-- BEGIN Provided passage --
Get there deals delivered to your home or office.

- 45%




The Complainant submitted that the advertisement is misleading as it claimed that the trampoline was R5499 and is now R2999, but when she clicks on the advertisement, it directed her to the website Takealot.com which indicated that the product was sold at R3299. 


In light of the complaint Clause 4.2.1 of Section II (Misleading claims) was taken into consideration.


The Respondent submitted that it engages the services of independent contractors for the placement of Takealot advertisement on a network of third party websites, including Facebook. It explained that the contractors receive information for the advertisements from Takealot and assume responsibility for uploading that information correctly and timeously onto third party websites. 

The Respondent argued that it neither monitors nor is responsible over the Facebook advertisement. The third party Contractors are responsible for updating information on Facebook and at times this is not done in real time, which may occasionally result in discrepancies in the advertised price of a product on the third party website and a product’s actual price on www.takealot.com


The ASA Directorate has considered all the relevant documentation submitted by the parties.
-- END Provided passage --
-- BEGIN Data excerpt --
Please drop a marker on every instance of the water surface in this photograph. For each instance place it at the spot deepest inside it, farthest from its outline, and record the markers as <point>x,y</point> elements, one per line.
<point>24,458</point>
-- END Data excerpt --
Problem set:
(1) Summarize the advertising complaint in two sentences.
(2) Print the stretch of the advertising complaint from the words "The Complainant submitted" through the words "sold at R3299.".

The responses:
(1) A complainant said an advertisement was misleading because it showed a trampoline reduced from R5499 to R2999, while the Takealot.com page it linked to listed the product at R3299, and the complaint was weighed under Clause 4.2.1 of Section II on misleading claims. The respondent said it neither monitors nor is responsible for the Facebook advertisement, since independent contractors place and update its advertisements on third-party websites, sometimes not in real time, which may occasionally cause price discrepancies.

(2)
The Complainant submitted that the advertisement is misleading as it claimed that the trampoline was R5499 and is now R2999, but when she clicks on the advertisement, it directed her to the website Takealot.com which indicated that the product was sold at R3299.